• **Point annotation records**
***
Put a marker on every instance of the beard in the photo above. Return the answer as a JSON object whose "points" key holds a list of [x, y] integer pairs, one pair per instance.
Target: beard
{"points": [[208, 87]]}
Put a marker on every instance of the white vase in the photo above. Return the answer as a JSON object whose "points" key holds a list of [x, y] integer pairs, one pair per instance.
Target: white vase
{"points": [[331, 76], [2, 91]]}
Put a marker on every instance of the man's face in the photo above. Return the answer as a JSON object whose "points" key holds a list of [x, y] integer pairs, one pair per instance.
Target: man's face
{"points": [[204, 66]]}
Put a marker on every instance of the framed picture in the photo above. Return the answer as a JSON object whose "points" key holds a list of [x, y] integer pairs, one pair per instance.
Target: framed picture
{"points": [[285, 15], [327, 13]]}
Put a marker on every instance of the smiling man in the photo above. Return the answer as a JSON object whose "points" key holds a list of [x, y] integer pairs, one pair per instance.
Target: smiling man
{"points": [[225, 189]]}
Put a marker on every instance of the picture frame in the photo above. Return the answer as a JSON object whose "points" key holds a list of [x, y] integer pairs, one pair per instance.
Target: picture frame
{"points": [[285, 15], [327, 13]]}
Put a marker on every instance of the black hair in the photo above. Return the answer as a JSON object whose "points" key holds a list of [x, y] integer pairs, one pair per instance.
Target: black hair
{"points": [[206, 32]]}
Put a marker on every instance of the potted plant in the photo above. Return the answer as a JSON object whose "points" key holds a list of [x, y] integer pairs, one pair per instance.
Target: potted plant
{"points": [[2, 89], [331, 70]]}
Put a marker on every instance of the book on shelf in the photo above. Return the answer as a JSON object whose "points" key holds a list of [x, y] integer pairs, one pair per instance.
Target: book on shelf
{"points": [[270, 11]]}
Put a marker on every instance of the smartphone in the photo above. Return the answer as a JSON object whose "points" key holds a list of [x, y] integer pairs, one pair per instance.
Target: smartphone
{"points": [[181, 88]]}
***
• **Given task**
Extract every record and return it verbatim.

• **Solution for this task**
Put a marker on every instance of the beard in the photo above. Return the answer as a JSON object whose "points" key holds a list of [x, y] integer pairs, one pair per instance.
Target: beard
{"points": [[208, 87]]}
Put a marker on every instance of the white vase in the photo above. Return the answer as a JSON object whose "points" key holds a list of [x, y] integer pairs, one pair per instance.
Target: white vase
{"points": [[331, 76], [2, 91]]}
Put a marker on every instance of the man's face in the photo above. Return the answer as a JSON object whose "points" key holds a list of [x, y] integer pairs, one pair per instance.
Target: man's face
{"points": [[204, 66]]}
Put a marker on every instance of the framed picture in the photo above. Return the answer as a JSON object whose "points" key holds a list of [x, y] integer pairs, one pair per instance.
Target: framed picture
{"points": [[285, 15], [327, 13]]}
Put a marker on every instance of the smiling man in the photo above. Return the answer as a JSON object whose "points" key holds a list of [x, y] integer pairs, one pair per instance.
Target: smiling man
{"points": [[225, 189]]}
Put a marker on every instance of the picture frame in the photo above. Return the answer as a JSON object whose "points" key holds a list of [x, y] integer pairs, one pair per instance.
Target: picture frame
{"points": [[285, 15], [327, 13]]}
Put a marker on every instance of the black hair in the photo above. Return the answer as a JSON object whose "points" key holds a list of [x, y] integer pairs, one pair per instance.
Target: black hair
{"points": [[206, 32]]}
Put a marker on every instance of the potted plant in the photo above. Return the answer as a JSON object whose "points" key holds a list of [x, y] integer pairs, one pair per instance.
Target: potted plant
{"points": [[2, 89], [331, 70]]}
Put a marker on every instance of the book on shelf in the photo above. Return the answer as a JSON object whose "points" key holds a list of [x, y] integer pairs, one pair per instance.
Target: book on shelf
{"points": [[270, 11]]}
Put a marker on every instance of the smartphone in the photo above. Return the answer as a JSON object whose "points" key holds a list of [x, y] integer pairs, one pair per instance.
Target: smartphone
{"points": [[181, 88]]}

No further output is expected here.